Textauszug:
━━━━━━━━
In  diesem Sinne schlage ich auch die unmittelbare Einrichtung einiger neuer Ministerposten vor, um die nimmermüde Arbeit der neuen alten Regierung wirkungsvoll zu unterstützen und zu komplettieren.

Da fällt mir zum Beispiel ein “Minister für Ehrliche Fehler” ein. Jener käme aus dem Schauspielerfach, denn er müsste jederzeit in der Lage sein, glaubhaft tiefste Beteuerungen des Bedauerns zu äussern und dies zugleich effektvoll mit einer Aura der Unschuld unterlegen.

Dann hätten wir den “Minister für Entschuldigungen”, ein potentiell arbeitsgeladener Posten, denn man kann nunmehr nicht mehr alle begangenen Fehler auf die vorherige Regierung schieben. Die neue Regierung IST nämlich die vorherige.

Weiter geht es mit dem “Minister für die Rechtfertigung weshalb man in Supermärkten zwischen 14 und 17 Uhr keinen Alkohol mehr kaufen kann, obschon das zu jeder anderen Zeit möglich ist”. Wir kürzen diesen Job der Einfachhalt wegen mit “Minister 14/17” ab. Die Standarderklärung in diesem ziemlich undankbaren Posten würde lauten: “Macht nicht mich verantwortlich. Ich mache ja nicht die Gesetze.”

Weil ich gerade so schön in Fahrt bin, schlage ich auch den “Minister zur Bussgeldauferlegung an umweltverschmutzende Touristen während Einheimische ihren Abfall unbestraft fallen lassen dürfen” vor. Wer mit diesem verantwortungsvollen Amt betraut wird, muss in der Lage sein, engstens mit der Polizei an der Sukhumvit Road zusammenzuarbeiten. Umfangreiche Kenntnis ausländischer Zigarettenstummel ist essentiell und die Fähigkeit, aufgebrachte Ausländer ruhigzustellen von grossem Vorteil.

Da nicht nur Ausländer ihren Dreck fallen lassen, benötigt das neue Thailand auch den “Minister zur Entfernung von Elefanten aus Bangkok”. Dieses Amt könnte relativ einfach zu bewältigen sein, wenn der betreffende Würdenträger sich nach den Plänen des ehemaligen Bangkok Gourverneurs Samak Sundharavej richtet und alle streundenden Elefanten kurzerhand durch die Polizei exekutieren lässt.
━━━━━━━━
Aufgabe:
Gib den Abschnitt aus dem Textauszug über die vorgeschlagenen Ministerposten wortgetreu wieder, beginnend bei „Dann hätten wir“ und endend bei „nämlich die vorherige.“.
━━━━━━━━
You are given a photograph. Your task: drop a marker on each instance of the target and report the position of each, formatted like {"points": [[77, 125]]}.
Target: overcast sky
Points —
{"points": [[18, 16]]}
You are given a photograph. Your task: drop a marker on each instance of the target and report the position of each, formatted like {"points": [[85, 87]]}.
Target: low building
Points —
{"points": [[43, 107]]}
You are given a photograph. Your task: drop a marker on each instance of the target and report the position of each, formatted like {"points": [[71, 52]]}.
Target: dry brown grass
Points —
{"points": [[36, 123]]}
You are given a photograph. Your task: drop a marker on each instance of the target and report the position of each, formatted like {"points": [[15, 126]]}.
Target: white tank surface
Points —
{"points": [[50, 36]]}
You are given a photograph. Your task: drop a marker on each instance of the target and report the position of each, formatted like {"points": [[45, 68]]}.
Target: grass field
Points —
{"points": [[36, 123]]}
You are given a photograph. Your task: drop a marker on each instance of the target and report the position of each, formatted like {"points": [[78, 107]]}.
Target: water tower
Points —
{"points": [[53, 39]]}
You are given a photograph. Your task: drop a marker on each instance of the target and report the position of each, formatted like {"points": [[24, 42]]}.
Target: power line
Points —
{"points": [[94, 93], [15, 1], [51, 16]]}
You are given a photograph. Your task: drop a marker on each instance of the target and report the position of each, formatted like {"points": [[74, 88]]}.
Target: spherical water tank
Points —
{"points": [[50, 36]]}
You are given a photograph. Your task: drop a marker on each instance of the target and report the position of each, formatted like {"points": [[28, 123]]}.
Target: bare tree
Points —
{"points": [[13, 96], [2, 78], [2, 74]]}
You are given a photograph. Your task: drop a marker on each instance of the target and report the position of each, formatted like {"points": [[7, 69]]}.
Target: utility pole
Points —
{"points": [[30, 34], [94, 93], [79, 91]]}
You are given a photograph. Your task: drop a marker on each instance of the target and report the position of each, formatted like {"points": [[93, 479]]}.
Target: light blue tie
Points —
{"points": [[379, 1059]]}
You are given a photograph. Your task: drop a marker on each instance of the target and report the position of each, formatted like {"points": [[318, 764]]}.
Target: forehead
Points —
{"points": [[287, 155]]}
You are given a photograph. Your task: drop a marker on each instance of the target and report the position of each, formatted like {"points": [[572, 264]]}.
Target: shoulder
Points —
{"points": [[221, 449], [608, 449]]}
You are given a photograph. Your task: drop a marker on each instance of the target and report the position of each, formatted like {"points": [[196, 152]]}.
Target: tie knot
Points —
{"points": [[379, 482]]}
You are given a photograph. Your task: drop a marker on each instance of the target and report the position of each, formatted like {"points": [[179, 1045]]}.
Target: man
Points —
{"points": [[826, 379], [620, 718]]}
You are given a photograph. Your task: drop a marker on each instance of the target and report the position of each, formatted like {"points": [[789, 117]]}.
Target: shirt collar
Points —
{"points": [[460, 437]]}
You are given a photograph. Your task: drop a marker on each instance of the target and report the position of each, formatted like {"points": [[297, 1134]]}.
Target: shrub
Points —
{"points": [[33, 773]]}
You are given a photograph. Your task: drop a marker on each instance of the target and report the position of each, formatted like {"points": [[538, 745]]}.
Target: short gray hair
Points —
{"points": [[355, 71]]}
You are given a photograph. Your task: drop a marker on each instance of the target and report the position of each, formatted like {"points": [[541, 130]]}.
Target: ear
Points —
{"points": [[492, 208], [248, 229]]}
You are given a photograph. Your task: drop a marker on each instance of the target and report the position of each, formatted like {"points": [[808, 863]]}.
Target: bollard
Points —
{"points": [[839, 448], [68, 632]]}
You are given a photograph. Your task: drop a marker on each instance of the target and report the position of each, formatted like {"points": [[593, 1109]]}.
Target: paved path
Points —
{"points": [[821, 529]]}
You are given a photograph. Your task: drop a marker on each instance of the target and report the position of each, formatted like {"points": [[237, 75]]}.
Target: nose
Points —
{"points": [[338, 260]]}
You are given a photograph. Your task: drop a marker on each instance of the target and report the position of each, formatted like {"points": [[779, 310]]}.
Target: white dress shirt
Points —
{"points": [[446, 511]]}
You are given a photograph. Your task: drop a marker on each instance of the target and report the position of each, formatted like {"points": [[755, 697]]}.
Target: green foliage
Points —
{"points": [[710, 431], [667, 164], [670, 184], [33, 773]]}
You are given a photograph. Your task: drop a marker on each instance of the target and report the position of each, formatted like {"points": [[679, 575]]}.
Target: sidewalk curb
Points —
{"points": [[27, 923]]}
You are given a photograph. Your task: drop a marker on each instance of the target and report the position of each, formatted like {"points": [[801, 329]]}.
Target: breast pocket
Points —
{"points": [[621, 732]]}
━━━━━━━━
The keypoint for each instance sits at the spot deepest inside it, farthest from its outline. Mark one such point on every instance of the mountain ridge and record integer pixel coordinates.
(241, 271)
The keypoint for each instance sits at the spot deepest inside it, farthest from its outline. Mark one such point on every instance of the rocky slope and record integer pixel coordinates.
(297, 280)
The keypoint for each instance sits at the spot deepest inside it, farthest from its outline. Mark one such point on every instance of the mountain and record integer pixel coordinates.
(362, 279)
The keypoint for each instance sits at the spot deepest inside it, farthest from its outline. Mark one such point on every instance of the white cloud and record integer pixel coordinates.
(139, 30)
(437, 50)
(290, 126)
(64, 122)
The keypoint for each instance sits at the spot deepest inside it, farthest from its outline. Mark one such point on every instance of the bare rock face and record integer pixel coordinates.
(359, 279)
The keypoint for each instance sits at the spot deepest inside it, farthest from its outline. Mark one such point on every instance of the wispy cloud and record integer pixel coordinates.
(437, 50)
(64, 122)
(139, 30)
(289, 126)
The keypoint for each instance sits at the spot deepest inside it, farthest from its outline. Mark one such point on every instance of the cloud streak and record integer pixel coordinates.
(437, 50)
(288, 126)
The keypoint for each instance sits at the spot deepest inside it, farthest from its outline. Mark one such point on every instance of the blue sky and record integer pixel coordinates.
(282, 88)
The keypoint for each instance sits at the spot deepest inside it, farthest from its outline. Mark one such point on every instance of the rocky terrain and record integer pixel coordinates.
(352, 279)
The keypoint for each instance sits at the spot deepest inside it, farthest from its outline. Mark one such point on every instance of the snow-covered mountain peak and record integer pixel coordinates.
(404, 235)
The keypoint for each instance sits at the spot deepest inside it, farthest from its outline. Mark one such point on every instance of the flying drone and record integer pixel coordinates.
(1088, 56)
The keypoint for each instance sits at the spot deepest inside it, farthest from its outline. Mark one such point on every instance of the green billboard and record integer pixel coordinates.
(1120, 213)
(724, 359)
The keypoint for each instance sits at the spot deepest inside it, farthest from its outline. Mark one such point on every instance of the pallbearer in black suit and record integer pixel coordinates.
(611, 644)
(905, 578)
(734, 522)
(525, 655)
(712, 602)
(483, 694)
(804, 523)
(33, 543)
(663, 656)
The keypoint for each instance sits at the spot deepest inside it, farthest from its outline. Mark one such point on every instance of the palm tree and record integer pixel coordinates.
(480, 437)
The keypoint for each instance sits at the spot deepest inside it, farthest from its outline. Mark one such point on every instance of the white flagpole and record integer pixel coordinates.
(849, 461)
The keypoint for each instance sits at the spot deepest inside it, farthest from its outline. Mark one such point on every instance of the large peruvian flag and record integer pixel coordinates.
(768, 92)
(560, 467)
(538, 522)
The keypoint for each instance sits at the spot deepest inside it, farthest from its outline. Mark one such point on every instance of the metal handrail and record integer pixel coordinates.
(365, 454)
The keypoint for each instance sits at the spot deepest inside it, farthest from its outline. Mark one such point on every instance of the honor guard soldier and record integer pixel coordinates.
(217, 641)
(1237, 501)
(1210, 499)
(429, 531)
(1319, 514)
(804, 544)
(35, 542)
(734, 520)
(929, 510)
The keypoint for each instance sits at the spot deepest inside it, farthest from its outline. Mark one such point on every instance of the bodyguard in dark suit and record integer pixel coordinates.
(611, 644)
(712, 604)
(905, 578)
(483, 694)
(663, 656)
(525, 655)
━━━━━━━━
Endergebnis:
Dann hätten wir den “Minister für Entschuldigungen”, ein potentiell arbeitsgeladener Posten, denn man kann nunmehr nicht mehr alle begangenen Fehler auf die vorherige Regierung schieben. Die neue Regierung IST nämlich die vorherige.